# start of Given entries

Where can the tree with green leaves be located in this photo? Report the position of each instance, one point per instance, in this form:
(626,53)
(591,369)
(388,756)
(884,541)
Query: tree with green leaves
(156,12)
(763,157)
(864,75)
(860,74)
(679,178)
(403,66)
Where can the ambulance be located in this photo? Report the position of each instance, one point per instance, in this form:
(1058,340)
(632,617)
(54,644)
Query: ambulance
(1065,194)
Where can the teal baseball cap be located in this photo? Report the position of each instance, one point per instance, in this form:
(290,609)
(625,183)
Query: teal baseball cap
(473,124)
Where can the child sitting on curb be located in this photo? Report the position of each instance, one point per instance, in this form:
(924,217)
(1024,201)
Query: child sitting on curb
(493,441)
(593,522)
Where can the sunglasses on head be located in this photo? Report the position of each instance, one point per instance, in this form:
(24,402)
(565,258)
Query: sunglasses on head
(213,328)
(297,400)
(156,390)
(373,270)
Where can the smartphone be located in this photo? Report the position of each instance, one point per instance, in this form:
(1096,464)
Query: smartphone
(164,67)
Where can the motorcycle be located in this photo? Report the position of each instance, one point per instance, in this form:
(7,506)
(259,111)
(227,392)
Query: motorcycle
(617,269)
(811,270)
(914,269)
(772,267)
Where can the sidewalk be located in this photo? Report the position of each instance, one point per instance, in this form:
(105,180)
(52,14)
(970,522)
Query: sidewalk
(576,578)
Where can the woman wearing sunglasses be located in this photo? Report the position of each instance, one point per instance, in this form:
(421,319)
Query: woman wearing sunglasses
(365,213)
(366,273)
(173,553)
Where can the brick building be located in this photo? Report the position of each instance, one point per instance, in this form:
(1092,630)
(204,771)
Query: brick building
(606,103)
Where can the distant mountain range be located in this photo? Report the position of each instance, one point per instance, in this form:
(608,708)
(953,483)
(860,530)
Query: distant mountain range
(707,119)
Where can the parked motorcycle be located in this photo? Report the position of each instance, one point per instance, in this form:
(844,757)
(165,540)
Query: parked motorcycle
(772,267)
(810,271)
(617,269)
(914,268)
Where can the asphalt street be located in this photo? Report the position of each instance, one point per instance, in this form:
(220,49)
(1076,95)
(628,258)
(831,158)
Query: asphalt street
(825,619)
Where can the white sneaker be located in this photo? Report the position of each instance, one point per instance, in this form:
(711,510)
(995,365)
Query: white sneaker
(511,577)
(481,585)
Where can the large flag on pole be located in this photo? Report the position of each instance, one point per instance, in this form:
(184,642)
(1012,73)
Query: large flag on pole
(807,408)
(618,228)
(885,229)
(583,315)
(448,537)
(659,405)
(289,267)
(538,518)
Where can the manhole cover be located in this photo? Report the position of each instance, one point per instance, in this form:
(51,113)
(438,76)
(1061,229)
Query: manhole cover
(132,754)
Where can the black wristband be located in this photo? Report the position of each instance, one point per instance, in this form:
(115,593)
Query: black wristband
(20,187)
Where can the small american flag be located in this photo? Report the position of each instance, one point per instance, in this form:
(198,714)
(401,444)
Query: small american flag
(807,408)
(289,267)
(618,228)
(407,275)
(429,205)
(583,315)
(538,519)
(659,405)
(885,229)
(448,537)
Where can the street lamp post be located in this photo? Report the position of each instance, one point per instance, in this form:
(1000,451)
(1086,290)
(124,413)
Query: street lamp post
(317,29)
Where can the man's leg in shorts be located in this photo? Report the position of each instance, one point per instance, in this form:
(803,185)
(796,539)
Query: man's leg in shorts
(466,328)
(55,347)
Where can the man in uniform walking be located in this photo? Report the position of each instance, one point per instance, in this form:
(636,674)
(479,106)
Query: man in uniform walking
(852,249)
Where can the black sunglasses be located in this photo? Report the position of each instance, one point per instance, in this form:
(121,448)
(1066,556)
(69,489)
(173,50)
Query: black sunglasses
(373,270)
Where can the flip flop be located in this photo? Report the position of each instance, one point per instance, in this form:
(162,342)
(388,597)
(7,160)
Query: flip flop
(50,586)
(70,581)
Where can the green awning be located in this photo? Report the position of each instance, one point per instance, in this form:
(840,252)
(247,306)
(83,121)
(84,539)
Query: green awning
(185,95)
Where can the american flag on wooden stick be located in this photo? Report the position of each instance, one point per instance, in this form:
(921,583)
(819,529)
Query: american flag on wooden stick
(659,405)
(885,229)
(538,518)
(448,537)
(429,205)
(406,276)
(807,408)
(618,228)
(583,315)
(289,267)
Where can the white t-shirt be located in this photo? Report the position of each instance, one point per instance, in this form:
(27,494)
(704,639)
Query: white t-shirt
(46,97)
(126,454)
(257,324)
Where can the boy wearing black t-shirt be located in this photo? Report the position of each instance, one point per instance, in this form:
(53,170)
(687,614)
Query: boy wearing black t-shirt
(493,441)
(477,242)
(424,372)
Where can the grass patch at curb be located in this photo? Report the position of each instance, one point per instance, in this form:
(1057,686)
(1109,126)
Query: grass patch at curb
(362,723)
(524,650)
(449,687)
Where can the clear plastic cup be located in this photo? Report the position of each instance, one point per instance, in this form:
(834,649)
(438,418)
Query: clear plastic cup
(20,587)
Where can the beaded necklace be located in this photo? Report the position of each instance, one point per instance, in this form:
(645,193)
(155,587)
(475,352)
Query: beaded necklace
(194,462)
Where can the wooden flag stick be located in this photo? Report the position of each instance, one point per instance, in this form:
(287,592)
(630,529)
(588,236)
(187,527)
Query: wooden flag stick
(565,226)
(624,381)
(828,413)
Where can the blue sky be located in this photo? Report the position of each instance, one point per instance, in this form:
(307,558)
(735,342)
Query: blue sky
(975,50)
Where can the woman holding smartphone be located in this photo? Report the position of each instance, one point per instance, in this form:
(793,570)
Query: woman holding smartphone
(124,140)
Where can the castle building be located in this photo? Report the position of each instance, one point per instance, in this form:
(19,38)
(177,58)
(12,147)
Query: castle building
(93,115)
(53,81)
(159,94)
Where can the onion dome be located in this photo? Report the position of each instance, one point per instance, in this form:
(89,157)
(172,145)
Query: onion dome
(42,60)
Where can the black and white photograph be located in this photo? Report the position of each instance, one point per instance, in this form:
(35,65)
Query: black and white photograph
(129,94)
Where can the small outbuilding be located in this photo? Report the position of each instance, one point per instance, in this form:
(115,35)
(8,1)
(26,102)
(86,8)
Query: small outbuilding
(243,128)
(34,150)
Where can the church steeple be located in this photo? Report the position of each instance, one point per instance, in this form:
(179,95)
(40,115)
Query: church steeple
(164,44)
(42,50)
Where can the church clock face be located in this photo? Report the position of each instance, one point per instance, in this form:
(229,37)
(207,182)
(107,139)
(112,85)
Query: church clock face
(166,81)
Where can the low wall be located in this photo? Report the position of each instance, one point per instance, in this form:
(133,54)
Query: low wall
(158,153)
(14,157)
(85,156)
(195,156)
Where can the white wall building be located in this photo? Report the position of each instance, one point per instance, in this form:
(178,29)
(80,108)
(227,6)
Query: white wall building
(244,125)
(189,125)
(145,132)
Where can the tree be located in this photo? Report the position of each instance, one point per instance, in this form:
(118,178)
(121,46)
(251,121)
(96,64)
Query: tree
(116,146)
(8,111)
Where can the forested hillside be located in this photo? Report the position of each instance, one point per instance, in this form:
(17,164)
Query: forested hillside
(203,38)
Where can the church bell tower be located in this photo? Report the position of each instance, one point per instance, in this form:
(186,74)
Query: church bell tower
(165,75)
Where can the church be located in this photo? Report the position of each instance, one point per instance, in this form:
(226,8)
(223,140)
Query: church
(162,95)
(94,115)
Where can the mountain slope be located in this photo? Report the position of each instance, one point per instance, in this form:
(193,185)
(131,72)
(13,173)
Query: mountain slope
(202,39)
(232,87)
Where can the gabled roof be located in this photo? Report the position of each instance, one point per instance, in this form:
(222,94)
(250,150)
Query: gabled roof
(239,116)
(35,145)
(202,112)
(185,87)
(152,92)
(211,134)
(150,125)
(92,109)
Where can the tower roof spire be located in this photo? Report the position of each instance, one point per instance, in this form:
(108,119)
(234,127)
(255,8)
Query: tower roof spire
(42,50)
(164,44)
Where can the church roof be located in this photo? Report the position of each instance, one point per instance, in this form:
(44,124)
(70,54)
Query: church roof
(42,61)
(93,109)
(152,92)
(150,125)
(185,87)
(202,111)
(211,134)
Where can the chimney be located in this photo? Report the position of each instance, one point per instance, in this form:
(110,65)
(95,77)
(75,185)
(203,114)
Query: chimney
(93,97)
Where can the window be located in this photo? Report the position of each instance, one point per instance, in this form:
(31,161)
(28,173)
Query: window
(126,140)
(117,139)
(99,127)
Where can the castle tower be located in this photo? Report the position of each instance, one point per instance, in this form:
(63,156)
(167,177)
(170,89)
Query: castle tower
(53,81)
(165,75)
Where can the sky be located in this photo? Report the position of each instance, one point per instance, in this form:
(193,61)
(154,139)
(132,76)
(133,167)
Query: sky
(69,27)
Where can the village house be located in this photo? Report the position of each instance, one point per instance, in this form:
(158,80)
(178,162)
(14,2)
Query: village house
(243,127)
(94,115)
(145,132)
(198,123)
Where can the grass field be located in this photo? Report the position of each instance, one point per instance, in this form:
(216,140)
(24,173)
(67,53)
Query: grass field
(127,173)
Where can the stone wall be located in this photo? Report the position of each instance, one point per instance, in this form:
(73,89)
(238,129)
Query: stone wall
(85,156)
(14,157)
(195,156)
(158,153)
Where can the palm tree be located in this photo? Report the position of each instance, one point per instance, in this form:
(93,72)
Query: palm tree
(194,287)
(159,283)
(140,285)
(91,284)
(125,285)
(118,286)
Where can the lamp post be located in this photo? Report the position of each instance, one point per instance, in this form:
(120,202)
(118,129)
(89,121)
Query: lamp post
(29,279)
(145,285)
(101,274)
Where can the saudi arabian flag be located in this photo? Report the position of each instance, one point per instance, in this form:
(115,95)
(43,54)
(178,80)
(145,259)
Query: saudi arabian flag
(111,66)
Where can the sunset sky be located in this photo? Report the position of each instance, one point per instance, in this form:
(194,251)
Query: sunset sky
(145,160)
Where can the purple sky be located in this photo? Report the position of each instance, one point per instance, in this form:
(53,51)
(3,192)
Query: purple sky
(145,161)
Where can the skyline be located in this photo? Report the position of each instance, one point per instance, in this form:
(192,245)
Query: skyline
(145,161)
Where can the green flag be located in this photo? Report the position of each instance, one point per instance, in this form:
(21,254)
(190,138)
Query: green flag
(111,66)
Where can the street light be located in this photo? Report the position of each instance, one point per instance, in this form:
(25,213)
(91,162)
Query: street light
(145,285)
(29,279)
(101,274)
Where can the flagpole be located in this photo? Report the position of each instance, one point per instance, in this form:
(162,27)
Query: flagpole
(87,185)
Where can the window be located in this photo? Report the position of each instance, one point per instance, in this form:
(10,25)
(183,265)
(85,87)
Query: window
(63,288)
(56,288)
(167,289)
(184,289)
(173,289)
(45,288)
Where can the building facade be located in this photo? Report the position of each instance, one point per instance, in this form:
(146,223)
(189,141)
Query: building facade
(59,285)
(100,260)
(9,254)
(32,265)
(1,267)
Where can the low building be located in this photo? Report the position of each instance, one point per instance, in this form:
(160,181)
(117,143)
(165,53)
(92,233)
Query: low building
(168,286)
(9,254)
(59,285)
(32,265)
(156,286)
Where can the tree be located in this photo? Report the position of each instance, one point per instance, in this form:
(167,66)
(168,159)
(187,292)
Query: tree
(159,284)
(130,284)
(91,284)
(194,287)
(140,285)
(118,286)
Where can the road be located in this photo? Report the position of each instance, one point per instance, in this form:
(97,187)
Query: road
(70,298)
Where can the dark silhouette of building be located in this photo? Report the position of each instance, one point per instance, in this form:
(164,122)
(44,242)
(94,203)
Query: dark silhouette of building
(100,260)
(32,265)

# end of Given entries

__What you are asked to do__: Print again the material above, limited to the lines from the one holding "Where can the building" through the last, inclusive.

__Full answer__:
Where can the building facade be located in this photo? Report the position of each instance, one point per instance, in this form:
(146,223)
(189,141)
Query: building facade
(59,285)
(100,260)
(9,254)
(32,265)
(1,267)
Where can the low building be located in this photo? Report the position of each instance, one point per instance, in this form:
(160,181)
(117,143)
(165,53)
(92,233)
Query: low building
(168,286)
(9,254)
(59,285)
(32,265)
(156,286)
Where can the tree be located in this photo? Report the position of each instance, one point per instance, in this form:
(167,66)
(168,159)
(187,292)
Query: tree
(159,284)
(130,284)
(91,284)
(194,287)
(140,285)
(118,286)
Where can the road be located in this photo? Report the position of each instance, one point per instance, in this form:
(97,187)
Query: road
(70,298)
Where can the dark silhouette of building be located in this photo? Report the position of each instance, one point per instance, in this form:
(164,122)
(44,242)
(94,203)
Query: dark silhouette of building
(100,260)
(32,265)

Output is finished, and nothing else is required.